Unread post by Seto Kaiba »

Gryphon wrote:Hmm...now that point I will readily concede, with a proviso (seriously, you HAD to know that was coming, right?! :D ): The UN Spacy and UN Army appear to be using the same gear, thus we apparently have Destroids labeled with both.

Well, that's the OSM at work for ya... the UN Spacy and UN Army both use destroids, though the UN Spacy's using them for ship defense, and the UN Army's using them for actual land warfare. Kind of a different profile for operations there.


Gryphon wrote:As such, if it's used by a United Nations Space Navy and a United Nations Space/Ground Army, then why shouldn't it be possible for Rick to have training in both?

United Nations what? There's no United Nations in either version. If we're talking a setting where the Spacy really means "Space Navy", instead of "Space Army", then we'd expect the Navy to leave the ground combat specialist hardware to the gropos, so it wouldn't make much sense for Hikaru/Rick to have training in a purely land warfare combat unit like the Spartan. On the other hand, if it is a Space Army, then it makes a certain amount of sense.

Data rows →
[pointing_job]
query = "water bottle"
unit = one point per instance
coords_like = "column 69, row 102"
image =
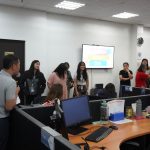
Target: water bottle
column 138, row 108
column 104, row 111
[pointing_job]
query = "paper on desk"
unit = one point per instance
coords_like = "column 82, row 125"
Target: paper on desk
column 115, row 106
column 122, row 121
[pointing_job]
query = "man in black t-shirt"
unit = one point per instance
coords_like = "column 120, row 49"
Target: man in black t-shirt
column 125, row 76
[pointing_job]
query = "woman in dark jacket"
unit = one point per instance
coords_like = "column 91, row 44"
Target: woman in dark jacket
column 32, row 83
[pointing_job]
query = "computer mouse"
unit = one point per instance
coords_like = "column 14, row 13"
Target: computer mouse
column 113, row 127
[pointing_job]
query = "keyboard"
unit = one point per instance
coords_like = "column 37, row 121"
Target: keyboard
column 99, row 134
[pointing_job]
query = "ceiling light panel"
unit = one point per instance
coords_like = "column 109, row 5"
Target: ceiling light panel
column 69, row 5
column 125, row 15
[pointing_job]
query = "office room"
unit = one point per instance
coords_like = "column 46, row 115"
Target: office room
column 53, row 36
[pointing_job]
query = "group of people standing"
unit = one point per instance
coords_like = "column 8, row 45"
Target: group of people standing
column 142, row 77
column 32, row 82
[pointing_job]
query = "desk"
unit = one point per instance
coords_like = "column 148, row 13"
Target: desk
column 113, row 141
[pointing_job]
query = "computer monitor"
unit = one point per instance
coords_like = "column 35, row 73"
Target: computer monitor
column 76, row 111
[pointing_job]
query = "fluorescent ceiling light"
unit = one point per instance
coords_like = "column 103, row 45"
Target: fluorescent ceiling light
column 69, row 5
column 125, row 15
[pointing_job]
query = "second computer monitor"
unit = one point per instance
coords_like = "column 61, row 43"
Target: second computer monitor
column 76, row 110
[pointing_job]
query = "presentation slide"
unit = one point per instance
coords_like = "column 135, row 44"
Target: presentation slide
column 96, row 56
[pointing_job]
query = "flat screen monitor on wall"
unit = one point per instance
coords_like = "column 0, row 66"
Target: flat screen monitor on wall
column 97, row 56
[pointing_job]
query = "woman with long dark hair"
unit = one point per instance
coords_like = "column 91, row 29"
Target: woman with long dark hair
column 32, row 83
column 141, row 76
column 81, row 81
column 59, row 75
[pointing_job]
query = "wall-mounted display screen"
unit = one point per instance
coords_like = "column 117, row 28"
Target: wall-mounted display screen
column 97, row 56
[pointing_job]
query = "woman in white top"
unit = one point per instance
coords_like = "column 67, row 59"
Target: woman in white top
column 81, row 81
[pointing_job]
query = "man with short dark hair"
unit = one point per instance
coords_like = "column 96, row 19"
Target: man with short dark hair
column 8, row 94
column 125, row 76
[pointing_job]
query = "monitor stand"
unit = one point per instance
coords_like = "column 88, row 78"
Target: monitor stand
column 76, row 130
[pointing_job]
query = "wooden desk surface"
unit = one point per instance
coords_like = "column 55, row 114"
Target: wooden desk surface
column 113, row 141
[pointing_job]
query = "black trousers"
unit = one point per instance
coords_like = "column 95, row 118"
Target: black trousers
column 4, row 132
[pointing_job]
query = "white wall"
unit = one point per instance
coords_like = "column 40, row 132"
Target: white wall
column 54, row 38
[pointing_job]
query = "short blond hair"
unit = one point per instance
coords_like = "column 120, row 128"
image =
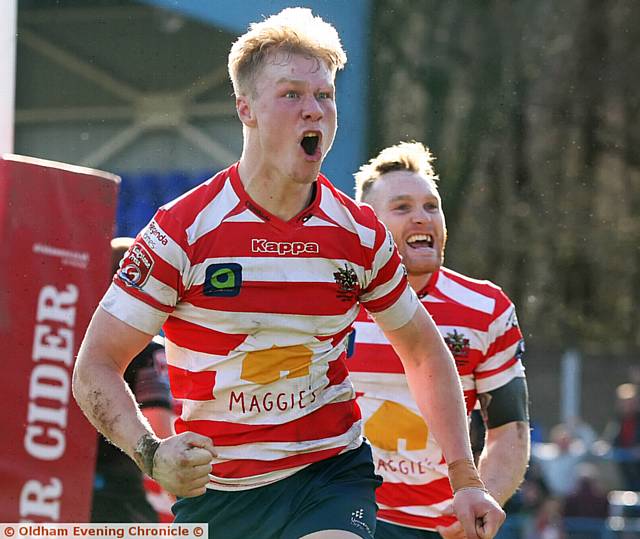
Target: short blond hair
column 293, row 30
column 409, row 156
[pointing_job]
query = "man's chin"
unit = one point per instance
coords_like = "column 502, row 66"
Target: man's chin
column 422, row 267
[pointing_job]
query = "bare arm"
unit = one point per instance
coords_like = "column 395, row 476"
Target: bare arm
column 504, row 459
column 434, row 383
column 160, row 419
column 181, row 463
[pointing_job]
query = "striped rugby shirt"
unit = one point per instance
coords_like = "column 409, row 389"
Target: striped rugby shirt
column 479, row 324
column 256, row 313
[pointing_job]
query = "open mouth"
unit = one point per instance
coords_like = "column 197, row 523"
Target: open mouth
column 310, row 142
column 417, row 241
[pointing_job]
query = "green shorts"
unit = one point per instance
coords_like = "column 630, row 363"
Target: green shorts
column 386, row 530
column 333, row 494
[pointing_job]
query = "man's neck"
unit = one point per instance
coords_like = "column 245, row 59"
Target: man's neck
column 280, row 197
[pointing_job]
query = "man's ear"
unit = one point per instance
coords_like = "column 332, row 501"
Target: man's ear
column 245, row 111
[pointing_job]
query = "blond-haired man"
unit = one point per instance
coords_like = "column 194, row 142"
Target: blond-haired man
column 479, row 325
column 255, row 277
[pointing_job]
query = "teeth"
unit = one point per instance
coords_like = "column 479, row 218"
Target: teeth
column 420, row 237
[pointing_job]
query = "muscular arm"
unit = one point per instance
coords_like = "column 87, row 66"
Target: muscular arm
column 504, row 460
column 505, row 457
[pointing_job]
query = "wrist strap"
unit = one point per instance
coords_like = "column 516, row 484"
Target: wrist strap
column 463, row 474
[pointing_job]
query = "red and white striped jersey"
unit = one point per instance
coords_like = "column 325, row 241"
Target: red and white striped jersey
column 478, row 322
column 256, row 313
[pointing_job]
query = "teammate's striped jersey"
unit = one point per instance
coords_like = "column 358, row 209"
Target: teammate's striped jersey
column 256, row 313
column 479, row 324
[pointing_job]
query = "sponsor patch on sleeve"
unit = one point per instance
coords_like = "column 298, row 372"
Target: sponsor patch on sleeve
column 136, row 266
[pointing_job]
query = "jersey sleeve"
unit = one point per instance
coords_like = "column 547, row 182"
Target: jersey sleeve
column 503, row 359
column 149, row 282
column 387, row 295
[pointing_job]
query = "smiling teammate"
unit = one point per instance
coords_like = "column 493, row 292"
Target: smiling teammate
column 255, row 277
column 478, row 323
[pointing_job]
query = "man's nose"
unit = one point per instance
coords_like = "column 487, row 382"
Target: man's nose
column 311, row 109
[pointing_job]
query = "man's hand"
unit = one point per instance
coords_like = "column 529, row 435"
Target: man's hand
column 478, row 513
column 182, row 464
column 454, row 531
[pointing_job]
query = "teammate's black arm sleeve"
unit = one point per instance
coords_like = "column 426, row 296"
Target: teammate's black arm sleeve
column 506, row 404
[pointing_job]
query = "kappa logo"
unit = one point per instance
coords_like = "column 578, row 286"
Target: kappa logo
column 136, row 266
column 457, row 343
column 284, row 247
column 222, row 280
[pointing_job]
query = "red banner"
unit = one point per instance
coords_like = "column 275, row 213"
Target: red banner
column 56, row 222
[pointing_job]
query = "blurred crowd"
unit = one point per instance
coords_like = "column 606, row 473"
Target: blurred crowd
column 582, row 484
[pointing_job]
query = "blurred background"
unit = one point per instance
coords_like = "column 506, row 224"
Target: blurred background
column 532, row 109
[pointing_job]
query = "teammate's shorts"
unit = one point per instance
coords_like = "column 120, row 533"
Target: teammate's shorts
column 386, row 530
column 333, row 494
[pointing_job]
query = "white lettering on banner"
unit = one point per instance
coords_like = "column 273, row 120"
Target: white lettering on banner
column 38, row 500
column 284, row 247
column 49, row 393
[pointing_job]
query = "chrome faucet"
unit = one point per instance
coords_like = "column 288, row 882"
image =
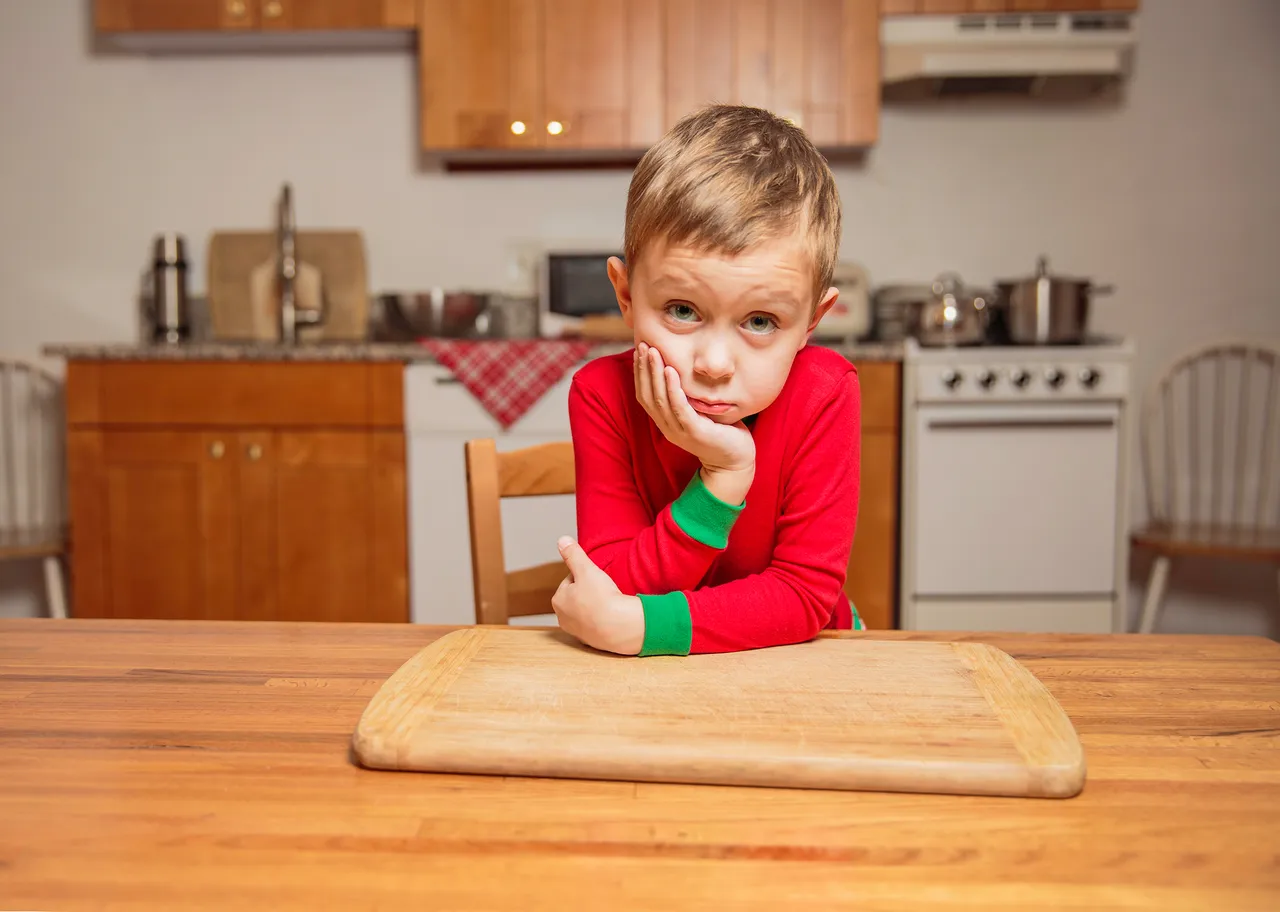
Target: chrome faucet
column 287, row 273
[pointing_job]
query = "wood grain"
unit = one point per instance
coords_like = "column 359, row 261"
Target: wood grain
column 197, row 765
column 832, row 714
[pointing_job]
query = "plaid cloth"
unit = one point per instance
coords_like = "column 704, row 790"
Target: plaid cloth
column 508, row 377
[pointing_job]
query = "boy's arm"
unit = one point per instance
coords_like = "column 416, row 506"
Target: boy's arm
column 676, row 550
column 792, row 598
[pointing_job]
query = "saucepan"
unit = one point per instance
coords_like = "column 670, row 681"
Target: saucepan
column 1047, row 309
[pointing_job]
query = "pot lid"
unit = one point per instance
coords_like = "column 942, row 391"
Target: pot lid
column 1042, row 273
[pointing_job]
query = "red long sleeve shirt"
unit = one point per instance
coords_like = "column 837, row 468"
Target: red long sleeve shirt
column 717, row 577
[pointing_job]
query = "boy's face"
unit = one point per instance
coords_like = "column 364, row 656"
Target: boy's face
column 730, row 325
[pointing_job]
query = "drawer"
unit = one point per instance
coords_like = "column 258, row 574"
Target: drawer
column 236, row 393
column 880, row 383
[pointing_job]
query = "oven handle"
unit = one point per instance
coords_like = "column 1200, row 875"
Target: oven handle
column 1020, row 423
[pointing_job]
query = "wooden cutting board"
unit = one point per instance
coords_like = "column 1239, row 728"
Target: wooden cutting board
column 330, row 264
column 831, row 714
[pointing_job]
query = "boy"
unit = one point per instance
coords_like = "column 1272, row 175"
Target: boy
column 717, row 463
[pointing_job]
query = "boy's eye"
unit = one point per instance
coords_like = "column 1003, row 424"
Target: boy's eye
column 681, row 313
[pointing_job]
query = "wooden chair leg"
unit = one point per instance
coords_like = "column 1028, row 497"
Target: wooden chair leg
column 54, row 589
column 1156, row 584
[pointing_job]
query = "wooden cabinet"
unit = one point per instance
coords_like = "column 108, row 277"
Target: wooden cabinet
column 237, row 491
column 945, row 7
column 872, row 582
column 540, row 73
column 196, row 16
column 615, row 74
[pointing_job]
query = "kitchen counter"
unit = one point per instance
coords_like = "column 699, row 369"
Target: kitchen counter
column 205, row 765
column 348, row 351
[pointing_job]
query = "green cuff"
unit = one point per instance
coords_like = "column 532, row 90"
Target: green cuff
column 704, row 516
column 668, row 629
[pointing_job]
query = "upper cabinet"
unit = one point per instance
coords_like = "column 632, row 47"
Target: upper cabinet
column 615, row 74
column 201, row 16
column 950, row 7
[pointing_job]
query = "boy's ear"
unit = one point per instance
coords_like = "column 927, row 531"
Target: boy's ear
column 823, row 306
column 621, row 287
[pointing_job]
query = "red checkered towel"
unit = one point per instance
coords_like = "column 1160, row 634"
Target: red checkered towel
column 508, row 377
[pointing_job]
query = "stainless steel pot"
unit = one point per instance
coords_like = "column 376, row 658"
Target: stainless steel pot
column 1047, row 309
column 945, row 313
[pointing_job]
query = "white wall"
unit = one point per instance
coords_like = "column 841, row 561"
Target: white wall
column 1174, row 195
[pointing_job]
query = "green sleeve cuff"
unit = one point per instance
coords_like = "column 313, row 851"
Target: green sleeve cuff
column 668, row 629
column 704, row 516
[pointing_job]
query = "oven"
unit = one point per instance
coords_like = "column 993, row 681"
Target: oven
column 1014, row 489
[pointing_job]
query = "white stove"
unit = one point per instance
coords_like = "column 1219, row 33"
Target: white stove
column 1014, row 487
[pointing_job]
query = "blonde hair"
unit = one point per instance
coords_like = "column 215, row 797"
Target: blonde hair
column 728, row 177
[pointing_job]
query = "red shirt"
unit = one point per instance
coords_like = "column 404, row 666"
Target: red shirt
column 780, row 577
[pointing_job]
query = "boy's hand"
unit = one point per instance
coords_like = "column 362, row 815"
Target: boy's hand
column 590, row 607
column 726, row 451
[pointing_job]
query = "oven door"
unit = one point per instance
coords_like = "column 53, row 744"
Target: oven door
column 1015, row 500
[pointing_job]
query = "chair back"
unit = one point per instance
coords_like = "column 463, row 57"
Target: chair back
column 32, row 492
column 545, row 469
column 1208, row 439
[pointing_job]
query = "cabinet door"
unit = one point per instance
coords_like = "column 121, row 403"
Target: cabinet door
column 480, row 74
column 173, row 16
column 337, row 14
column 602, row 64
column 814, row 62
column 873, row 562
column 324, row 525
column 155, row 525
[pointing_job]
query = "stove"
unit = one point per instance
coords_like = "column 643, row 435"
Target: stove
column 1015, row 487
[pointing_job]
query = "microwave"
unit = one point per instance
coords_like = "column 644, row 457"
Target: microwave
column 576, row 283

Written instruction 1 →
Using the forum post on destroids, decide whether each statement agrees with it. Answer yes or no and quote the words that decide it.
(a) The UN Spacy uses destroids for ship defense.
(b) A United Nations exists in one of the two versions.
(c) The Spartan is described as a purely land warfare combat unit.
Written instruction 2 →
Answer these from the forum post on destroids:
(a) In Gryphon's first quoted remark, which two forces appear to be using the same gear?
(b) According to the reply, what does the UN Army use destroids for?
(c) Which two names does the last paragraph give for the pilot whose training is discussed?

Answer 1 →
(a) Yes: "the UN Spacy's using them for ship defense"
(b) No: "There's no United Nations in either version."
(c) Yes: "a purely land warfare combat unit like the Spartan"

Answer 2 →
(a) The UN Spacy and the UN Army
(b) Actual land warfare
(c) Hikaru and Rick